### EXTRACT PROVIDED
Suppose a sorted array is rotated at some pivot unknown to you beforehand. (i.e., 0 1 2 4 5 6 7 might become 4 5 6 7 0 1 2). How do you find an element in the rotated array efficiently?
At first look, we know that we can do a linear search in O(n) time. But linear search does not need the elements to be sorted in any way.
First, we know that it is a sorted array that’s been rotated. Although we do not know where the rotation pivot is, there is a property we can take advantage of. Here, we make an observation that a rotated array can be classified as two sub-array that is sorted (i.e., 4 5 6 7 0 1 2 consists of two sub-arrays 4 5 6 7 and 0 1 2.
Do not jump to conclusion that we need to first find the location of the pivot and then do binary search on both sub-arrays. Although this can be done in O(lg n) time, this is not necessary and is more complicated.
In fact, we don’t need to know where the pivot is. Look at the middle element (7). Compare it with the left most (4) and right most element (2). The left most element (4) is less than (7). This gives us valuable information — All elements in the bottom half must be in strictly increasing order. Therefore, if the key we are looking for is between 4 and 7, we eliminate the upper half; if not, we eliminate the bottom half.

(Stored items from a collection)
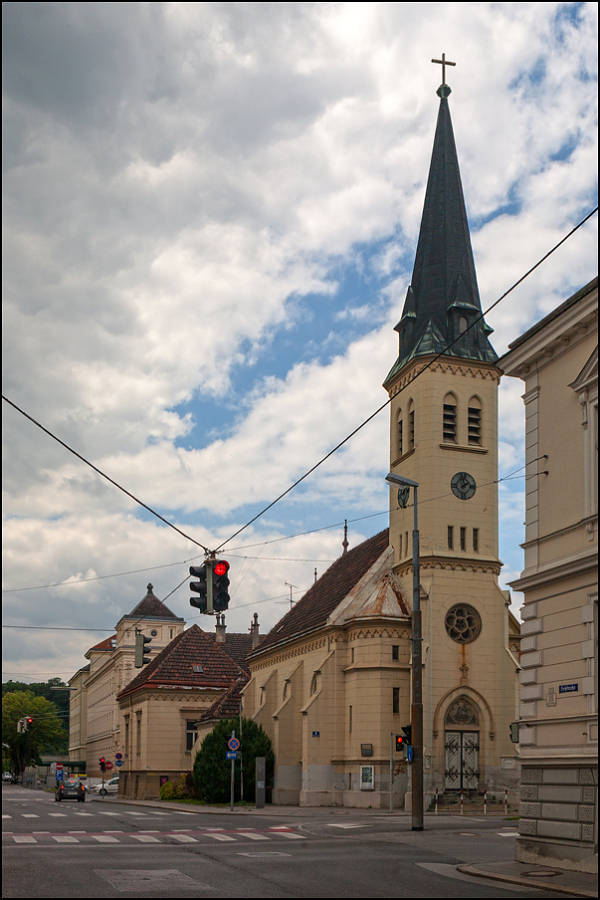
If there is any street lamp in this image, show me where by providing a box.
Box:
[385,472,423,831]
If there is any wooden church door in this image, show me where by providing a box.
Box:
[444,697,479,791]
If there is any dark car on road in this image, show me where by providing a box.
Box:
[54,778,85,803]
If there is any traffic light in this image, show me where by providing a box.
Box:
[212,559,229,612]
[190,564,212,613]
[134,631,152,669]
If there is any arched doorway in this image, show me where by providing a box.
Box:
[444,695,480,791]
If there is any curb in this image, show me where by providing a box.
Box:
[456,865,598,897]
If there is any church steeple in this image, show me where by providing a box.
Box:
[386,79,498,383]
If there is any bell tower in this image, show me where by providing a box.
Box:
[384,74,518,791]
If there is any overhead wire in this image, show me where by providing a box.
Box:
[215,206,598,553]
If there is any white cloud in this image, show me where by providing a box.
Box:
[3,3,597,671]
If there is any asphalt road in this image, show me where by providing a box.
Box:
[2,785,563,898]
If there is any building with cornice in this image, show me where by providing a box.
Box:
[500,278,598,872]
[244,84,520,807]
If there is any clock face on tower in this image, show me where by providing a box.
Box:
[450,472,477,500]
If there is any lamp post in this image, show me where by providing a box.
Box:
[385,472,423,831]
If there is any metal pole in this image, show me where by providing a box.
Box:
[390,731,394,812]
[411,485,423,831]
[230,731,235,812]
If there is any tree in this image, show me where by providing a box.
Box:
[2,691,65,775]
[193,716,275,803]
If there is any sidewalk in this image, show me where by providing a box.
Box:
[456,862,598,897]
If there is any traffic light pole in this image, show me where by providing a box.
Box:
[410,484,423,831]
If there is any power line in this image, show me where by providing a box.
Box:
[215,206,598,553]
[2,394,209,553]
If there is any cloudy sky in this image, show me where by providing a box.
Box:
[2,2,597,680]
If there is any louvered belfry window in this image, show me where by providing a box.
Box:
[469,401,481,446]
[444,402,456,444]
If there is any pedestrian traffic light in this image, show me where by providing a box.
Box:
[134,631,152,669]
[212,559,229,612]
[190,563,212,613]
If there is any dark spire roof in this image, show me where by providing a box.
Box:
[123,584,183,622]
[386,84,498,382]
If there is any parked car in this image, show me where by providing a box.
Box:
[94,775,119,797]
[54,778,85,803]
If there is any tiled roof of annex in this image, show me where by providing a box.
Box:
[117,625,247,699]
[199,678,248,723]
[250,528,389,660]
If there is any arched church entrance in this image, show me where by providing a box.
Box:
[444,696,480,791]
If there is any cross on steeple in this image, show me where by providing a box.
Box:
[431,53,456,84]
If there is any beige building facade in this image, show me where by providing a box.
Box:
[68,584,185,778]
[244,77,520,806]
[500,278,598,871]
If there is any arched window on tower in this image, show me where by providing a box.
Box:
[468,397,481,447]
[443,394,458,444]
[396,409,404,456]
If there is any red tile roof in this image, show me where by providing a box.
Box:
[199,678,248,723]
[208,631,252,674]
[117,625,246,699]
[251,528,389,659]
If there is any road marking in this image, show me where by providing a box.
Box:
[278,831,306,841]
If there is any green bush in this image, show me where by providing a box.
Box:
[160,781,175,800]
[193,716,275,803]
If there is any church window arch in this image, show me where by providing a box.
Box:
[468,396,483,447]
[408,400,415,450]
[396,408,404,456]
[443,393,458,444]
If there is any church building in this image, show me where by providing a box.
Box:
[243,79,520,807]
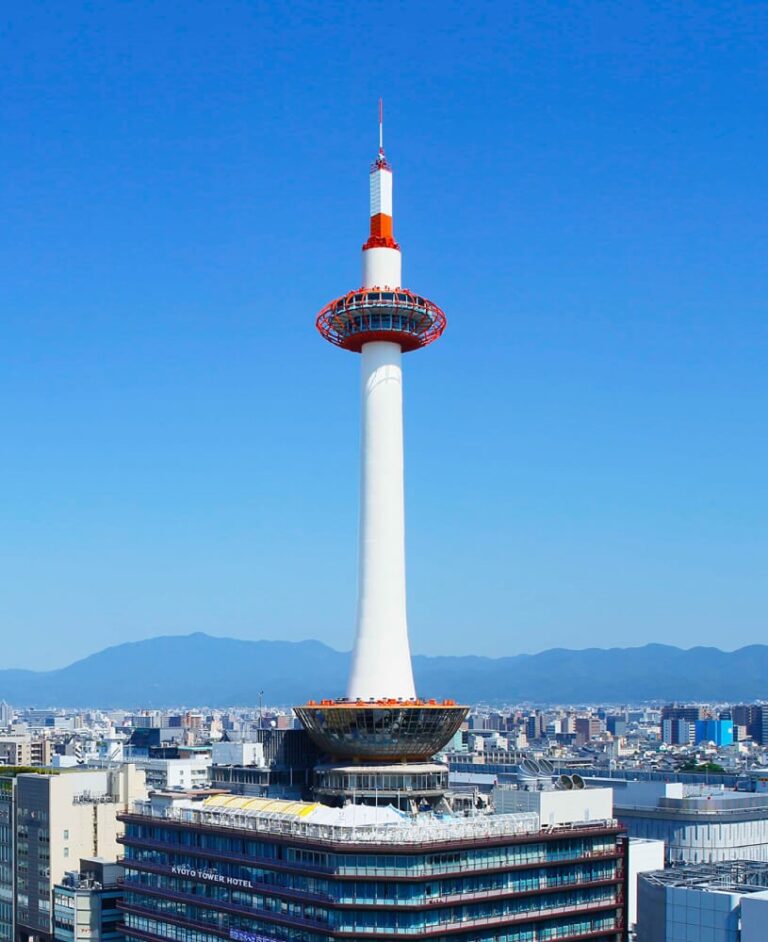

### REQUIRED ACTIONS
(a) In the passage on searching a rotated sorted array, which two sorted sub-arrays make up 4 5 6 7 0 1 2?
(b) Go on with the passage on searching a rotated sorted array, starting after its last sentence.
The items were taken from a different source than the passage on searching a rotated sorted array.

### THE RESPONSES
(a) 4 5 6 7 and 0 1 2.

(b)
When left index is greater than right index, we have to stop searching as the key we are finding is not in the array.
Since we reduce the search space by half each time, the complexity must be in the order of O(lg n). It is similar to binary search but is somehow modified for this problem. In fact, this is more general than binary search, as it works for both rotated and non-rotated arrays.
int rotated_binary_search(int A[], int N, int key) {
int L = 0;
int R = N - 1;
while (L <= R) {
// Avoid overflow, same as M=(L+R)/2
int M = L + ((R - L) / 2);
if (A[M] == key) return M;
// the bottom half is sorted
if (A[L] <= A[M]) {
if (A[L] <= key && key < A[M])
R = M - 1;
else
L = M + 1;
}
// the upper half is sorted
else {
if (A[M] < key && key <= A[R])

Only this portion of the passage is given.